§ **Work to be completed**: Once the records below have been read, copy them all out exactly.

§ **Entries provided**:

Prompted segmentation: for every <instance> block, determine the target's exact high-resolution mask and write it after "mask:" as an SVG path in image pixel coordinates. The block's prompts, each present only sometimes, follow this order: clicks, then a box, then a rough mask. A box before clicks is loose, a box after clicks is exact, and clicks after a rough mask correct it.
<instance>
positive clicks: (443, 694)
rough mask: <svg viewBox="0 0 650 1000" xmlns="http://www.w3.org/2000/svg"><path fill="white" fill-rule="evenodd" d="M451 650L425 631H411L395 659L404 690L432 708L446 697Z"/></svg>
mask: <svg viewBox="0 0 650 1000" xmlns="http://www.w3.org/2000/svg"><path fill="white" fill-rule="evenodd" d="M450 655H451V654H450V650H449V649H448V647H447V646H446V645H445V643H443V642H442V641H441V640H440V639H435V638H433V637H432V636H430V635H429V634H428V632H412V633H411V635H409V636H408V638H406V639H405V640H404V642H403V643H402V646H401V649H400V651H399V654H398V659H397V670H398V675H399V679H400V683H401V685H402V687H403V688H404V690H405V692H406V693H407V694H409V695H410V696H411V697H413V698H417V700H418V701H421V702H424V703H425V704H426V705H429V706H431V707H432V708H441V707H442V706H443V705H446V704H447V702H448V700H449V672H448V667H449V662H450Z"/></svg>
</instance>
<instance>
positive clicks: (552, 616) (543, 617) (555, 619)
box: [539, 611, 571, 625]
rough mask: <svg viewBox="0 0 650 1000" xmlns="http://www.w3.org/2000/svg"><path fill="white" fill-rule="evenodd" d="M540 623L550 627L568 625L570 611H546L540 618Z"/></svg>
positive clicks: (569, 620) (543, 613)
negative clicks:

§ **Written response**:
Prompted segmentation: for every <instance> block, determine the target's exact high-resolution mask and write it after "mask:" as an SVG path in image pixel coordinates. The block's prompts, each present only sometimes, follow this order: clicks, then a box, then a rough mask. A box before clicks is loose, a box after clicks is exact, and clicks after a rough mask correct it.
<instance>
positive clicks: (443, 694)
rough mask: <svg viewBox="0 0 650 1000" xmlns="http://www.w3.org/2000/svg"><path fill="white" fill-rule="evenodd" d="M451 650L425 631H411L395 659L404 690L432 708L446 697Z"/></svg>
mask: <svg viewBox="0 0 650 1000" xmlns="http://www.w3.org/2000/svg"><path fill="white" fill-rule="evenodd" d="M450 655H451V654H450V650H449V649H448V647H447V646H446V645H445V643H443V642H442V641H441V640H440V639H435V638H433V637H432V636H430V635H429V634H428V632H412V633H411V635H409V636H408V638H406V639H405V640H404V642H403V643H402V646H401V649H400V651H399V654H398V659H397V670H398V675H399V679H400V683H401V685H402V687H403V688H404V690H405V692H406V693H407V694H409V695H410V696H411V697H413V698H417V700H418V701H421V702H424V703H425V704H426V705H429V706H431V707H432V708H441V707H442V706H443V705H446V704H447V702H448V700H449V672H448V667H449V662H450Z"/></svg>
</instance>
<instance>
positive clicks: (552, 616) (543, 617) (555, 619)
box: [539, 611, 571, 625]
rough mask: <svg viewBox="0 0 650 1000" xmlns="http://www.w3.org/2000/svg"><path fill="white" fill-rule="evenodd" d="M540 623L550 627L568 625L570 611H546L540 618Z"/></svg>
positive clicks: (569, 620) (543, 613)
negative clicks:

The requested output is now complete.